(Source information begins)
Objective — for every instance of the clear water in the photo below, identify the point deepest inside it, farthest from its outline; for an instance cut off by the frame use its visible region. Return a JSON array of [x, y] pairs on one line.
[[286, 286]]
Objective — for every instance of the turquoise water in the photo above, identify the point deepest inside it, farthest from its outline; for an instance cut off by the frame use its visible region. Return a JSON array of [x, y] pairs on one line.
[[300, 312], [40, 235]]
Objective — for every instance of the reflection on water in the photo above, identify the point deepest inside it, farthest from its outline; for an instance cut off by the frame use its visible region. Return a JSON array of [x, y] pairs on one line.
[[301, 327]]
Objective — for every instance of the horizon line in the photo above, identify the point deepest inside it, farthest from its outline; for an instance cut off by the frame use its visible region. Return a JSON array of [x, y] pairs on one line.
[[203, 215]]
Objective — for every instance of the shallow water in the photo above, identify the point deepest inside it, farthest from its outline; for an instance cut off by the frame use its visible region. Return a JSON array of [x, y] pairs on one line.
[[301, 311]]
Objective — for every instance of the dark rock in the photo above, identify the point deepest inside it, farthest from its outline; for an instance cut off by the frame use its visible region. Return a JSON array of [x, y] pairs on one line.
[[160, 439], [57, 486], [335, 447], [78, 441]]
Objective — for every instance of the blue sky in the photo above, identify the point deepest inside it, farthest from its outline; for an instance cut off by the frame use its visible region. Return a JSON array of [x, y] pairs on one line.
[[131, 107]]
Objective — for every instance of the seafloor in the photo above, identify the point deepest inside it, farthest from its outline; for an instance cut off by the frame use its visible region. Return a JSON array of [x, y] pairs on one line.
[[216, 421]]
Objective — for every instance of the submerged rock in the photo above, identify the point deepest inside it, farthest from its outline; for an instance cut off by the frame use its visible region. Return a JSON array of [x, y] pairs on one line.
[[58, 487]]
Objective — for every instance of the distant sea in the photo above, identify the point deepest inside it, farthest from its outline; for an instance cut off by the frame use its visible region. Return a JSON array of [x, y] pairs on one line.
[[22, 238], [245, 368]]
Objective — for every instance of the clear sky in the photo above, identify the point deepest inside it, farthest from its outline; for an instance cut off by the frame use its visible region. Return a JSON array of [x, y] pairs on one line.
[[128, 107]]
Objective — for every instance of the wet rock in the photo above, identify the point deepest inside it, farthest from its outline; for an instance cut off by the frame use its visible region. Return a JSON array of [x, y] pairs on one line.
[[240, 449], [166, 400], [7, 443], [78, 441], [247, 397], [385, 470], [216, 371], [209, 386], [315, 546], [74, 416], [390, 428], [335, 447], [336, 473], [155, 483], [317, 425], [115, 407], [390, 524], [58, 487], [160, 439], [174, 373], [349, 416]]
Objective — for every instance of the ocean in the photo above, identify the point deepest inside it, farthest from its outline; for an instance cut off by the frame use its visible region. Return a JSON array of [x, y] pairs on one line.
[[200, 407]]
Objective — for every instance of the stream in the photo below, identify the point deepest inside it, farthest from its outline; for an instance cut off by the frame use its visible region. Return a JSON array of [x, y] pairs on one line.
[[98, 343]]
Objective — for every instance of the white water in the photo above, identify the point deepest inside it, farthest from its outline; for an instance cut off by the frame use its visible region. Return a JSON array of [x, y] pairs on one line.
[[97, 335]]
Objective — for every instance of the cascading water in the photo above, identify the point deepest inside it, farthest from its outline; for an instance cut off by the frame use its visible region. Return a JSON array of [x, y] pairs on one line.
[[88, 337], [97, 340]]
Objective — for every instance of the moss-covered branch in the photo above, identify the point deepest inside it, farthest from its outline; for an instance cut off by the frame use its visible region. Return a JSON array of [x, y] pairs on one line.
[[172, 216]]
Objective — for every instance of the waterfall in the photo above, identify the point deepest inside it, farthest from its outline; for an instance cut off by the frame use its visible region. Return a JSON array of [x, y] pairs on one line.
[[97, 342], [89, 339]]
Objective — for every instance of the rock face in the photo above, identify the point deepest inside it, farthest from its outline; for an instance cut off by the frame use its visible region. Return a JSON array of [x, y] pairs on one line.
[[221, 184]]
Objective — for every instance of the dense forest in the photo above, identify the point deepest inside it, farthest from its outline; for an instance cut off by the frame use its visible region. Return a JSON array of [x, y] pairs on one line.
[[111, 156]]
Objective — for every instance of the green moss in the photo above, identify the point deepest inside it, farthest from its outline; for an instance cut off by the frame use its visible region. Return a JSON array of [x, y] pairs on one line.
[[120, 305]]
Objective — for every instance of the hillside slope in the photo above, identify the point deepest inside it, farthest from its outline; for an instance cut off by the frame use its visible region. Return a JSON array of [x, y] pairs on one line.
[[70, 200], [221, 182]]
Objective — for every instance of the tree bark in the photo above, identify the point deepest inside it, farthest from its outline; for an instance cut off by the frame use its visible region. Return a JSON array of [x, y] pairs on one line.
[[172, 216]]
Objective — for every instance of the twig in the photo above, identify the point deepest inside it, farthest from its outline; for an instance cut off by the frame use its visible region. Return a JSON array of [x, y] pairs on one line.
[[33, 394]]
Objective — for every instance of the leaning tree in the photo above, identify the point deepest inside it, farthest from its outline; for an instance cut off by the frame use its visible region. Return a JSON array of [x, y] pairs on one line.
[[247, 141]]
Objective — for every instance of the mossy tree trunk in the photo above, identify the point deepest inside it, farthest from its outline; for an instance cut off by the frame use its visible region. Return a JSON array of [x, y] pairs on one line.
(Source information ends)
§ The problem:
Provide an exact reproduction of all the entries shown above.

§ Finished exercise:
Objective — for every instance of the clear water in the photo below, identify the point deepest inside it, farthest from its outline; for an instance cut off by the frame use its visible region. Return a JSON array of [x, y] pairs on one line.
[[286, 286]]
Objective — for every instance of the turquoise water in the photo above, identify the point deepest inside it, farthest from its outline; for an instance cut off by the frame use its visible region. Return a JSON array of [x, y] pairs on one line.
[[300, 312], [40, 235]]
Objective — for every instance of the reflection on water in the photo above, identify the point deepest inside it, farthest from its outline; for an instance cut off by the frame use its visible region. Return a JSON array of [x, y] pairs on one line.
[[301, 327]]
Objective — for every instance of the horizon line in the photo above, identify the point deepest inside it, farthest from its outline; for an instance cut off by the frame use its visible region. Return a JSON array of [x, y] pairs on one line.
[[203, 215]]
Objective — for every instance of the shallow water in the photo above, identify the point deepest inside it, farthest from its outline; for an instance cut off by the frame use its visible region. Return a JSON array of [x, y] pairs on one line.
[[301, 311]]
Objective — for every instance of the dark rock in the photo above, identify the point deepest inside it, farthest from its outline; for an instance cut off by the frame use its visible region. Return a JSON array of [x, y] pairs on one line.
[[160, 439], [57, 486], [335, 447], [78, 441]]
Objective — for every instance of the blue sky in the photo above, identify the point deepest inside it, farthest from its outline; for an instance cut off by the frame use its visible region. Return a JSON array of [x, y] pairs on one line.
[[131, 107]]
Objective — for every instance of the seafloor in the photo above, identify the point deepest inside it, farthest from its outline; for an instance cut off by the frame use its visible region. Return a JSON array of [x, y] pairs on one line.
[[216, 421]]
Objective — for every instance of the submerged rock in the photo above, identify the point deepest inside it, farthest from its outline; for an instance cut off by the frame use its visible region. Return a JSON array of [x, y] pairs on one line.
[[58, 487]]
Objective — for every instance of the distant sea in the photo above, identify the point deepest inside it, farthest from its outline; for an instance cut off by the frame use its visible region. Return a JSON array of [x, y] pairs on one line.
[[22, 238], [245, 368]]
Objective — for every instance of the clear sky in the photo above, identify the point deepest inside it, farthest from its outline; for an instance cut off by the frame use its visible region. Return a JSON array of [x, y] pairs on one line.
[[128, 107]]
Objective — for every instance of the wet rock in the photo above, identify the point deepest inside it, farthest from its outline; for an instance cut off by the frame use its visible region. Return a JSON array of [x, y] pairs on one line.
[[240, 449], [166, 400], [7, 443], [78, 441], [247, 397], [385, 470], [216, 371], [209, 386], [315, 546], [74, 416], [390, 428], [335, 447], [336, 473], [155, 483], [317, 425], [115, 407], [390, 524], [58, 487], [160, 439], [174, 373], [349, 416]]
Objective — for every instance of the ocean in the photo above, identify the point deepest inside it, farthest from its outline; for an instance cut off by the frame use its visible region. Return a JSON array of [x, y] pairs on one line.
[[200, 407]]
Objective — for every instance of the stream in the photo below, identify the point deepest inside it, farthest from its outline; for an instance cut off by the frame use its visible region. Return a JSON array of [x, y] pairs on one line.
[[98, 343]]
Objective — for every instance of the white water in the photo above, identify the point deepest inside it, farthest from its outline; for an instance cut off by the frame use its visible region. Return a JSON array of [x, y] pairs on one line.
[[97, 335]]
Objective — for every instance of the cascading water in the photo above, identify the point deepest inside it, farthest from its outline; for an instance cut off by the frame use its visible region. Return a JSON array of [x, y] pairs on one line.
[[88, 337], [97, 340]]
Objective — for every instance of the moss-covered branch in the photo above, identify the point deepest inside it, farthest from its outline; for an instance cut off by the frame use its visible region. Return a JSON array of [x, y] pairs on one line.
[[172, 216]]
Objective — for every instance of the waterfall in the photo above, identify the point deepest inside it, farthest from its outline; for an instance cut off by the frame use its visible region. Return a JSON array of [x, y] pairs on one line.
[[97, 342], [89, 339]]
Objective — for every instance of the rock face in the photo above, identify the point deepest inside it, farthest from its outline; for an instance cut off by the frame use its visible region. Return a JSON array of [x, y] pairs on one line.
[[221, 184]]
Objective — for every instance of the dense forest in the photo above, identify the point deepest inside it, farthest from its outline; for an instance cut off by the frame use its visible region. Return a JSON array of [x, y] pairs on one line.
[[111, 156]]
Objective — for every instance of the green moss in the photo above, identify the point deepest inside it, farthest from its outline; for an instance cut off by the frame use its visible region. Return a JSON array of [x, y] pairs on one line.
[[120, 305]]
Objective — for every instance of the hillside slope in the photo above, identify the point deepest inside it, farthest from its outline; for an instance cut off by the frame use its visible region. Return a JSON array of [x, y] pairs on one line.
[[70, 200], [221, 182]]
Objective — for every instance of the tree bark in the photo above, identify the point deepest inside it, farthest from its outline; for an instance cut off by the frame use its visible region. Return a JSON array of [x, y] pairs on one line.
[[172, 216]]
Objective — for every instance of the twig in the photo above, identify the point deepest inside it, farthest from its outline; for an instance cut off by the frame use its visible region. Return a JSON array of [x, y] pairs on one line.
[[33, 394]]
Objective — for every instance of the leaning tree in the photo above, identify the point deepest inside it, farthest from its outline; for an instance cut off by the frame use its visible region. Return a JSON array of [x, y] pairs on one line.
[[247, 141]]
Objective — for every instance of the mossy tree trunk in the photo above, identify the point deepest inside it, farthest from its outline; for an instance cut off by the frame use its visible region. Return a JSON array of [x, y] pairs on one line.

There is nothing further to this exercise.